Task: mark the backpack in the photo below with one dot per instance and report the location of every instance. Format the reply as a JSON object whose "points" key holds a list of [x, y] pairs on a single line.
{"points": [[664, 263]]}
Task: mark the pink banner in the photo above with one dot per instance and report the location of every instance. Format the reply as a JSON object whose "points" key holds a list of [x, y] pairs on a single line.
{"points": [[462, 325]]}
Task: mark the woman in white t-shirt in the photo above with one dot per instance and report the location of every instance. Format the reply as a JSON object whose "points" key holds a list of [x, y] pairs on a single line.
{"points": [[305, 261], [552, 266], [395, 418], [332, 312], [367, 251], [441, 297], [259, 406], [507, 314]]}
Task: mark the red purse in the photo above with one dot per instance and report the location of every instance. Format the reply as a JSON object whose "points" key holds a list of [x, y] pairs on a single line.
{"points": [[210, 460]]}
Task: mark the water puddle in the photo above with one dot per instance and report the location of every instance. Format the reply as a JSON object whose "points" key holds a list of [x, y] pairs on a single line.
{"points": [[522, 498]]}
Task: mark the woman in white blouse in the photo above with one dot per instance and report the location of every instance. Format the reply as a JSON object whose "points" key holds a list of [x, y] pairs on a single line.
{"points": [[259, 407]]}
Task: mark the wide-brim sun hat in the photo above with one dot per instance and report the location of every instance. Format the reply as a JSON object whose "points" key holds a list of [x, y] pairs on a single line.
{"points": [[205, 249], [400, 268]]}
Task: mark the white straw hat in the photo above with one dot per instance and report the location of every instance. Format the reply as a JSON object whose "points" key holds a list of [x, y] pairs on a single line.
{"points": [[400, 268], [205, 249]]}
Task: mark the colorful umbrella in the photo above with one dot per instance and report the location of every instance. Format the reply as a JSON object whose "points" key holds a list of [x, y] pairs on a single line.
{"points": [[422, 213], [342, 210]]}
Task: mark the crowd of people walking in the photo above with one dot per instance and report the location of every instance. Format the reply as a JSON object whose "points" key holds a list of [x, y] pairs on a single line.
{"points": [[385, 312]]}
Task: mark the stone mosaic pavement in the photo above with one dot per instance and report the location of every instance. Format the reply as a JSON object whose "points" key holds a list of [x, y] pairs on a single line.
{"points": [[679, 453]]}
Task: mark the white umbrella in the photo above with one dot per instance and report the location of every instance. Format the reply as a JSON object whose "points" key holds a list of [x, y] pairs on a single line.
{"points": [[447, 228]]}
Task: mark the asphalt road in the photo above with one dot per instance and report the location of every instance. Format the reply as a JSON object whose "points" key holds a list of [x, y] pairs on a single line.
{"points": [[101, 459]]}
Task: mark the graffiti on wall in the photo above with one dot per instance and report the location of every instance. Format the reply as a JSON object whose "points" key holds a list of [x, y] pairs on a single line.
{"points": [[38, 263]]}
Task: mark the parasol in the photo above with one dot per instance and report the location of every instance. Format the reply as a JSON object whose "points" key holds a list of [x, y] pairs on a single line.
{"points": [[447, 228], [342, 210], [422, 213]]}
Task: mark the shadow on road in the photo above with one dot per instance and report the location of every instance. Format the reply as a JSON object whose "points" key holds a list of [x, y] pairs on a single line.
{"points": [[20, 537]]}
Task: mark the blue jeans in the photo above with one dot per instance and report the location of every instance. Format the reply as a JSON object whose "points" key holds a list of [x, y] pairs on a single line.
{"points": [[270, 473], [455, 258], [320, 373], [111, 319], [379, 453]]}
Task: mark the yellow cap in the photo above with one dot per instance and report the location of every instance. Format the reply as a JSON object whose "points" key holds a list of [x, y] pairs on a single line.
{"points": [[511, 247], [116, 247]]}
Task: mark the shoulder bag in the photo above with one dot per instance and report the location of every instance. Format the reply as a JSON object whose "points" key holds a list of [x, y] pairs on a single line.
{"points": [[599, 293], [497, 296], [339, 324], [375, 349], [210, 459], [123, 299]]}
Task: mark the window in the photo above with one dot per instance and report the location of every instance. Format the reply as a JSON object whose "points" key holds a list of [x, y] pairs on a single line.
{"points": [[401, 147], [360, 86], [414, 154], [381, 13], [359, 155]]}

**REQUIRED WORK**
Output the data above exactly, please, line for line.

**RESULT OF THE EXERCISE**
Task: mark the backpack in the photo below with one dot per instance and report the location of every instance. Format the reply as a JSON object whose "points" key holds a list of [x, y] pairs on a single line.
{"points": [[664, 263]]}
Task: mark the pink banner in the photo above with one dot per instance and report the location of every instance. Format the reply as a JSON object whose "points" key holds a list of [x, y] pairs on a single line.
{"points": [[462, 325]]}
Task: mark the woman in white t-shirt in the photo above with one dot per instance and report the location of every instance. Format the reply as a JSON object whose "points" key holds a list of [x, y] pairs on a single line.
{"points": [[305, 261], [552, 266], [395, 418], [332, 312], [367, 251], [441, 297], [259, 406], [507, 314]]}
Task: mark the red purse in the photo above with one dot per instance and report the location of every instance. Format the reply as a JSON object whose "points" key holds a list of [x, y] pairs on a single line.
{"points": [[210, 460]]}
Task: mark the water puddle in the photo above with one dot per instance and report the location of every instance. Format the reply as a JSON object whose "points" key holds a list of [x, y] pairs on a single line.
{"points": [[522, 498]]}
Task: mark the woman in white blouse in the photo above with one dot per instance and report the location of every instance. Format the reply as a JSON object whose "points" key holds a list of [x, y] pairs on a single line.
{"points": [[259, 407]]}
Task: mark the wide-brim sun hat in the photo above with one dot per instance and report the location of every instance. Format the reply as a JSON object whose "points" key holds a list of [x, y] pairs on a single line.
{"points": [[205, 249], [400, 268]]}
Task: mark the white straw hat in the photo above with one dot per instance and report the location of every instance. Format the reply as a JSON object whose "points" key holds a list of [x, y] pairs on a single line.
{"points": [[400, 268], [205, 249]]}
Task: mark the colorful umbrella in the photo above with one dot per instance and report the location of every instance. Format the reply as a JSON object whose "points" key holds a list of [x, y] pairs on a single line.
{"points": [[422, 213], [342, 210]]}
Task: mark the crowd of people walking in the photo above with one dot per instance and report the location of every instance. Format the reply as a JSON object whose "points" key holds a list of [x, y] pairs on a single line.
{"points": [[385, 312]]}
Task: mark the stone mosaic pavement in the photo above with one dot per instance and report the location of every instance. Format the reply as a JSON object whose "points" key holds a list of [x, y] pairs on a single line.
{"points": [[679, 453]]}
Task: mark the white umbrella in the photo above with one dot per instance and report the location of every instance. Format the reply as a JSON object whose "points" key holds a list of [x, y] pairs on a single line.
{"points": [[447, 228]]}
Task: mark the asphalt road in the photo above with one dot per instance and report the location of every instance. Format the reply as a JSON object whose "points" key holds a list of [x, y] pairs on a single line.
{"points": [[101, 459]]}
Task: mark the graffiti on wall in the photo above with one dot per instance and report the location of every instance. Format the reply as a JSON object whose "points" key holds a list of [x, y] pairs on a single line.
{"points": [[38, 263]]}
Task: mark the parasol in the photo above with one dot per instance and report the location of every instance. Format the reply as a JSON object whose "points" key holds a list of [x, y] pairs on a single line.
{"points": [[447, 228], [342, 210], [422, 213]]}
Task: mark the shadow on road in the photo above with one dot per instance and report the location of every instance. Format the reply as a JSON object whose "points" key holds a list of [x, y] pairs on a single line.
{"points": [[20, 537]]}
Task: mark the blue jeans in the photo above with one dot per instance and report the location of every instance. Format the reply as a JSON object whose "points" key holds a list of [x, y] pairs on a single line.
{"points": [[270, 473], [455, 258], [320, 373], [111, 319], [379, 453]]}
Task: mark the yellow cap in the photo above with one dot per instance and report the location of every instance. Format the reply as a JSON object whose "points" key holds a list of [x, y] pairs on a single line.
{"points": [[511, 247], [116, 247]]}
Task: mark the shoulder bag in the photo above with one dot per instance and report the location of every instance. Format the reply as a JSON object whose "points" key holds a list of [x, y] pairs on a single line.
{"points": [[599, 293], [497, 296], [339, 324], [375, 349], [210, 459], [123, 299]]}
Task: mark the window in the photo above with one dot per instance and report the location of every instance. Format the reply as a JSON object whose "points" key holds a list of [x, y] pairs on a single line.
{"points": [[401, 147], [360, 86], [414, 154], [381, 13], [359, 155]]}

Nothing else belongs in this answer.